TASK 1> Count the lines in the records that contain the string "building", with case counting, and reply with the number alone.

PASSAGE PROVIDED>

Member of the Kansas Senate from the 36th district
- Incumbent
- Assumed office January 9, 2013
- Preceded by: Allen Schmidt

Member of the Kansas House of Representatives from the 107th district
- In office January 10, 2007 – January 8, 2013
- Preceded by: Joann Lee Freeborn
- Succeeded by: Susan Concannon

Personal details
- Born: February 12, 1963 (age 63) Beloit, Kansas, U.S.
- Party: Republican
- Spouse: Charlie Bowers
- Children: 4
- Education: Cloud County Community College (1983)
- Profession: Auto dealer
- Website: www.elainebowers.com

= Elaine Bowers =

American politician (born 1963)

Elaine Bowers (born February 12, 1963) is a Republican member of the Kansas Senate, representing the 36th district since 2013.

Prior to her election to the Senate, Bowers was a member of the Kansas House of Representatives, representing the 107th district. She was elected in 2007. Before that, Bowers worked as an executive secretary for the Concordia Chamber of Commerce and currently is the office manager for Concordia Auto Mart Inc.

DATASET EXTRACT>
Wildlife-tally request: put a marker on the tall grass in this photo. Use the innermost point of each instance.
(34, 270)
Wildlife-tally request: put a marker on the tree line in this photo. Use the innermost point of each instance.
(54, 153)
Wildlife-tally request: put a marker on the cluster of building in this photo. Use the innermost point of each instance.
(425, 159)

...

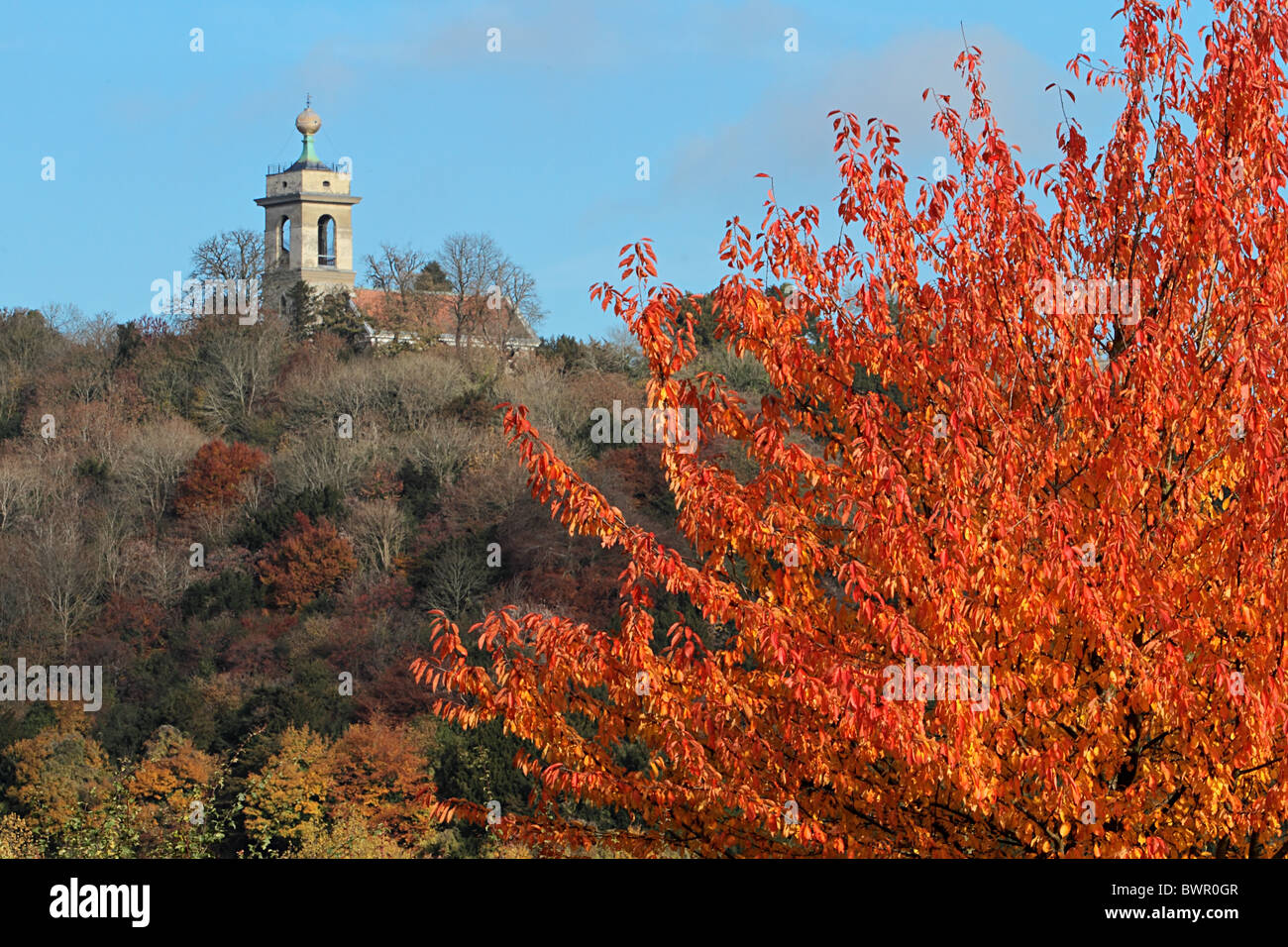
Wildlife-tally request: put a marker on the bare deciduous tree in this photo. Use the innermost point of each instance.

...

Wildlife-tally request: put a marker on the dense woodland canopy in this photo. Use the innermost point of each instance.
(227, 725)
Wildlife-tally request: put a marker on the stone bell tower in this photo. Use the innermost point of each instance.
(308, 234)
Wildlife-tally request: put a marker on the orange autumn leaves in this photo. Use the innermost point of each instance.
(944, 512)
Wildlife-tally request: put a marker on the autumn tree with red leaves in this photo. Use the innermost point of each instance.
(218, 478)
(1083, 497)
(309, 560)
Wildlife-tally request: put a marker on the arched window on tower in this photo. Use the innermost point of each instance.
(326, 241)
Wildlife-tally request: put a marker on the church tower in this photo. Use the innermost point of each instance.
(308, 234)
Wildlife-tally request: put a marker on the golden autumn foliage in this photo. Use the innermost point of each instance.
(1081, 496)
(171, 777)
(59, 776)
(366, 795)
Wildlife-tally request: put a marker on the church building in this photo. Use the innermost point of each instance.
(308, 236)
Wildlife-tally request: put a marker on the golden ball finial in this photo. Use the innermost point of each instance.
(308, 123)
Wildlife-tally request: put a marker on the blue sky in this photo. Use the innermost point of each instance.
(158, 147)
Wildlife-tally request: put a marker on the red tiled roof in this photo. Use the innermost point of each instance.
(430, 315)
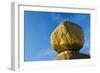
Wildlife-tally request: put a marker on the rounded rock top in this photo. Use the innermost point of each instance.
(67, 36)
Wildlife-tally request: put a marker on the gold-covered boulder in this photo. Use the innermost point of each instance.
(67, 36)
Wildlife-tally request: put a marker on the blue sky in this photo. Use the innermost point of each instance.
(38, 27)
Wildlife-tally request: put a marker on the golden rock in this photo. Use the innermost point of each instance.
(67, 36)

TASK 2>
Answer these from the biography of Elaine Bowers:
(a) What party does Bowers belong to?
(b) Which district did she represent in the Kansas House of Representatives?
(c) Where does she currently work as office manager?

RESULT 1> 2

RESULT 2>
(a) Republican
(b) The 107th district
(c) Concordia Auto Mart Inc.